• What is asked: Your output must consist solely of the lines from the one containing "Guideline: mark the banner" through the end of the records, reproduced exactly.

>> start Task inputs

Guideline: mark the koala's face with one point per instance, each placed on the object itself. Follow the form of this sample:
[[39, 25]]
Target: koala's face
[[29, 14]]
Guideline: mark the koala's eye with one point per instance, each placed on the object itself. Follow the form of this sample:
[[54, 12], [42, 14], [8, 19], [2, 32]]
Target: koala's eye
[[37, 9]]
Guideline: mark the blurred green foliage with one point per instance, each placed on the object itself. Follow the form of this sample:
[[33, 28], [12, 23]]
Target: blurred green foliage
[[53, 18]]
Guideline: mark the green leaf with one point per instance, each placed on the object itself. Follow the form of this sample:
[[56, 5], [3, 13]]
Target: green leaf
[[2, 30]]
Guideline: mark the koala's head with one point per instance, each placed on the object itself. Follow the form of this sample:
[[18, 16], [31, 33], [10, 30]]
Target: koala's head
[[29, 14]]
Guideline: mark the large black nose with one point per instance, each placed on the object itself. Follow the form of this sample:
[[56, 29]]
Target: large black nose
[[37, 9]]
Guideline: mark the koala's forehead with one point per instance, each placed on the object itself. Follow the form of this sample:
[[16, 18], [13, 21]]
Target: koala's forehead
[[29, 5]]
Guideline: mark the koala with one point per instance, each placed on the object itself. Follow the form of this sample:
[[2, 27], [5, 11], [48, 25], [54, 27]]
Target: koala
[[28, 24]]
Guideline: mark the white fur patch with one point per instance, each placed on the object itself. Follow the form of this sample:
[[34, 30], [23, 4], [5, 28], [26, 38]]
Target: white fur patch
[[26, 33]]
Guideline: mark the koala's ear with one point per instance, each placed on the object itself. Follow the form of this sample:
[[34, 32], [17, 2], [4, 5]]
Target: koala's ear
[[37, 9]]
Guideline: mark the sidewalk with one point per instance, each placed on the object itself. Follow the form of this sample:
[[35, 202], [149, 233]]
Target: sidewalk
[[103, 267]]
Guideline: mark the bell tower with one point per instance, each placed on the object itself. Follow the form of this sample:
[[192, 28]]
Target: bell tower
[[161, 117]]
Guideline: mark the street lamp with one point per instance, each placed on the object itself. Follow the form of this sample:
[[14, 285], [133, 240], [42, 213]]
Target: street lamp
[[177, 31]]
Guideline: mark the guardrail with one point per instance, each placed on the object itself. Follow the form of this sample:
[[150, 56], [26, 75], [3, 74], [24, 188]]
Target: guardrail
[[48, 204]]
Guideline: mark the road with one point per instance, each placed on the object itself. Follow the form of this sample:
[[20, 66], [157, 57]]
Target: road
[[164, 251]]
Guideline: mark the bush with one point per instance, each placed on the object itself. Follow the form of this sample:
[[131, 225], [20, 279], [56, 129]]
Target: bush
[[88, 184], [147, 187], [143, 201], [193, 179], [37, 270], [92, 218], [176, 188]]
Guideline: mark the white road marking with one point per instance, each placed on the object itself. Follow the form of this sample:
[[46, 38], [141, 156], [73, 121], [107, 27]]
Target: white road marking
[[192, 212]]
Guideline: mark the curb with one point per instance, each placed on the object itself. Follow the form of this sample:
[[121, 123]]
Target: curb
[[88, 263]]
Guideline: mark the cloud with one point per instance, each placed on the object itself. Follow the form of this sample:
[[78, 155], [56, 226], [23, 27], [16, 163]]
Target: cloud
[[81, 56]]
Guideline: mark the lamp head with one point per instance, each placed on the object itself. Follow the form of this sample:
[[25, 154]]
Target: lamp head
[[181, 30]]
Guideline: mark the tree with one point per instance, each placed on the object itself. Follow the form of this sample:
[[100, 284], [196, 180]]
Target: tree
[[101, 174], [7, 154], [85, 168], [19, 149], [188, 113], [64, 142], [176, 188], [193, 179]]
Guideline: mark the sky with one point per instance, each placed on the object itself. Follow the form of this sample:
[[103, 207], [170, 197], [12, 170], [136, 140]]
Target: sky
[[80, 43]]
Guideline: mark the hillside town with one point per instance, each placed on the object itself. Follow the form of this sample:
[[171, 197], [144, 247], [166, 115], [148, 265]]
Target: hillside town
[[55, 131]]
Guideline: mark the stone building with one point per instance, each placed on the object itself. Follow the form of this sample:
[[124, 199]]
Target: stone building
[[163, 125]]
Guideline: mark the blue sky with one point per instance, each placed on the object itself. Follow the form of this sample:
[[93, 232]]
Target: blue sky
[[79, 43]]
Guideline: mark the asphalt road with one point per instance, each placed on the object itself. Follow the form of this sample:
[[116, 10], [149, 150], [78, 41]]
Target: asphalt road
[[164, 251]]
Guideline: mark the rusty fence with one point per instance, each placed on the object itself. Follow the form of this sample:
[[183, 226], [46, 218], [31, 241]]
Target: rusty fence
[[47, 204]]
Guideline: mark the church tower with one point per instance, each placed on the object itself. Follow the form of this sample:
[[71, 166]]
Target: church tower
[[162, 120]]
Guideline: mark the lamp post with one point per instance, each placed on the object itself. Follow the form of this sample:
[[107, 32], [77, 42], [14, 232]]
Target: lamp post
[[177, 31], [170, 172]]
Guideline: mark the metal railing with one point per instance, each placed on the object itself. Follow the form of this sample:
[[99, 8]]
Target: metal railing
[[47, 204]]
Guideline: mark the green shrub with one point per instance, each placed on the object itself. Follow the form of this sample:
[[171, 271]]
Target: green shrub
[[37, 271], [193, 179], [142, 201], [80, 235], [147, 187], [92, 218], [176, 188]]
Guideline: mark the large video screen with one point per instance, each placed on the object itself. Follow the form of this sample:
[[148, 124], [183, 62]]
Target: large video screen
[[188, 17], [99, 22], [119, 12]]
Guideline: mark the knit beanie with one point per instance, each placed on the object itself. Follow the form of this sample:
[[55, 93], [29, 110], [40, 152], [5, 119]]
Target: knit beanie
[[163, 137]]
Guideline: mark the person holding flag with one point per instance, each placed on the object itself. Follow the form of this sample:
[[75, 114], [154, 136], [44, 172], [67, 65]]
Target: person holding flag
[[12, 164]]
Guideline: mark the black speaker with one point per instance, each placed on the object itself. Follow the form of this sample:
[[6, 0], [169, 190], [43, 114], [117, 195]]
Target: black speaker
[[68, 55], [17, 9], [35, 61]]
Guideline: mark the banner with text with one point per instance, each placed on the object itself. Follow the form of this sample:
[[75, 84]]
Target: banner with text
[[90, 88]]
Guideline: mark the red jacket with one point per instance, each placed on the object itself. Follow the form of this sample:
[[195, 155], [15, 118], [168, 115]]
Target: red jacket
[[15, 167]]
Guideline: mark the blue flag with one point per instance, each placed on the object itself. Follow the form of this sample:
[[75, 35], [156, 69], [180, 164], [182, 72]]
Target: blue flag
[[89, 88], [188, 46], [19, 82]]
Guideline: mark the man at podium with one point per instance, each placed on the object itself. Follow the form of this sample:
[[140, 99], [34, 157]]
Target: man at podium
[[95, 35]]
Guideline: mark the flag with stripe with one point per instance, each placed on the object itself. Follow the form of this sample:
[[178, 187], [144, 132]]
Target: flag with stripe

>> end Task inputs

• Result of this exercise:
Guideline: mark the banner with text with one point per instance, each placed on the object itself. Follow the form of this sample:
[[75, 84]]
Target: banner with text
[[90, 88]]
Guideline: mark the red jacket with one point per instance, each placed on the object itself. Follow the form of this sample:
[[195, 155], [15, 118], [168, 115]]
Target: red jacket
[[15, 167]]
Guideline: mark the blue flag with one point per instance, each placed on the object itself. Follow the form of this sample:
[[75, 35], [156, 69], [180, 164], [182, 72]]
Target: blue flag
[[89, 88], [188, 46], [19, 82]]
Guideline: mark the man at podium with one point per instance, each placed on the object itself. Follow the form of this sample:
[[140, 99], [34, 157]]
Target: man at podium
[[95, 35]]
Guideline: mark the flag with stripe with one point per instance, each placed on the object itself. Follow the form of this sample:
[[178, 187], [144, 132]]
Target: flag with stripe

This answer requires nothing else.